= Directions =
a. According to the Warner Chilcott article, what were the company's revenues in 2005?
b. From the Warner Chilcott article, repeat the words between "The company's private" and "to be decided.", inclusive.

Start of Given passage

The company's private equity backers said yesterday they could sell up to $1bn (£540m) of shares in an IPO, 18 months after buying the business for £1.6bn. A consortium of DLJ, JP Morgan Partners, Bain Capital and Thomas H Lee won a fierce bidding battle for the group.

All those involved in the bidding war expected to turn a tidy profit by re-listing the business in the US, where valuations put on pharmaceuticals companies are traditionally higher.

Details of the size of the Nasdaq stock offering and the value that the float will put on Warner Chilcott are still to be decided.

The company, which until 2004 was known as Galen, switched its operational headquarters from its native Northern Ireland to the US to reflect the location of most of its sales and the nationality of its chief executive, Roger Boissonneault, who was paid $30m last year as part of a financial restructuring and to keep him at the company for the flotation because of likely resistance from its shareholders.

Before being taken private, it had considered moving its listing to the US in the hope of enjoying an improved valuation but ruled out the idea.

The company had revenues of $515m in 2005 but acquisitions and one-off write-downs left it with a loss of $557m.

Galen acquired Warner Chilcott of the US in 2000, which brought in Mr Boissonneault as the company's chief executive.

End of Given passage
Start of Dataset extract

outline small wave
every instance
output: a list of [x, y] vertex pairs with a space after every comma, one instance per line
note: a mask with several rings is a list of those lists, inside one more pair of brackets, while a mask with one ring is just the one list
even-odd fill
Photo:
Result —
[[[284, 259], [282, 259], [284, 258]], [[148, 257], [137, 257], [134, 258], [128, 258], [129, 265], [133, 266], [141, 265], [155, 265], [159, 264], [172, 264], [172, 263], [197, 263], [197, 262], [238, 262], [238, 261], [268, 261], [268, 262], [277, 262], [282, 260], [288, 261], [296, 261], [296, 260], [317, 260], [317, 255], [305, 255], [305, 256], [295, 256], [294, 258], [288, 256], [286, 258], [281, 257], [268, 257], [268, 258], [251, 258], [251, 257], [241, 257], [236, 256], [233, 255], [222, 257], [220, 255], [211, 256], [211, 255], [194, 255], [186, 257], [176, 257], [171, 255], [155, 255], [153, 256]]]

End of Dataset extract
Start of Dataset extract

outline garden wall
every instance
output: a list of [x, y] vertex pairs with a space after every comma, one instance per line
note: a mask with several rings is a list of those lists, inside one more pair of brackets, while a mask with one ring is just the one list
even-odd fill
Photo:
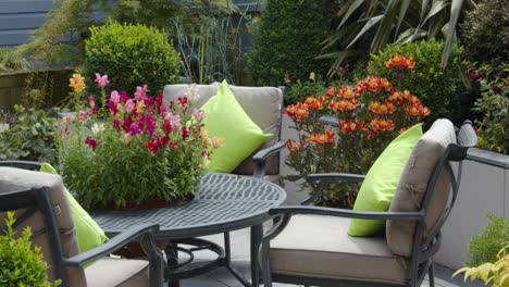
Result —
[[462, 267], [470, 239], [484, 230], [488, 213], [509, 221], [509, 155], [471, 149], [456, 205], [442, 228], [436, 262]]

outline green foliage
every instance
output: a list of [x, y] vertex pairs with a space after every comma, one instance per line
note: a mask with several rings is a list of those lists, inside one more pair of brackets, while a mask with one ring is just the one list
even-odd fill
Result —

End of Dataset extract
Start of Dataset extract

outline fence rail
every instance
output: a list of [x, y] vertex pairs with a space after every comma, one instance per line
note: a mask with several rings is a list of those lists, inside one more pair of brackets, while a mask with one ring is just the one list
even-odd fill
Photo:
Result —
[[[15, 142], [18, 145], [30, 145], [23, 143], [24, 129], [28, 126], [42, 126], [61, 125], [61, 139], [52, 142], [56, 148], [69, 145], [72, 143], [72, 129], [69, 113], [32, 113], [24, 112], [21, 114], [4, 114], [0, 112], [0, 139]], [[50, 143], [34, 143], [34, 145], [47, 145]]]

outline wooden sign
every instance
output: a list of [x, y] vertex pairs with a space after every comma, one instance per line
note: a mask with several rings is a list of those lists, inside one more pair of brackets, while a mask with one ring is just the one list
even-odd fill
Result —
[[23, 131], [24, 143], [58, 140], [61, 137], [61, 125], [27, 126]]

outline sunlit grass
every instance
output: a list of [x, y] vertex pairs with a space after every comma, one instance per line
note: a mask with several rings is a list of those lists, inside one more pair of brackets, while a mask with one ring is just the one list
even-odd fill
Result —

End of Dataset extract

= Answers to the problems =
a. $515m

b.
The company's private equity backers said yesterday they could sell up to $1bn (£540m) of shares in an IPO, 18 months after buying the business for £1.6bn. A consortium of DLJ, JP Morgan Partners, Bain Capital and Thomas H Lee won a fierce bidding battle for the group.

All those involved in the bidding war expected to turn a tidy profit by re-listing the business in the US, where valuations put on pharmaceuticals companies are traditionally higher.

Details of the size of the Nasdaq stock offering and the value that the float will put on Warner Chilcott are still to be decided.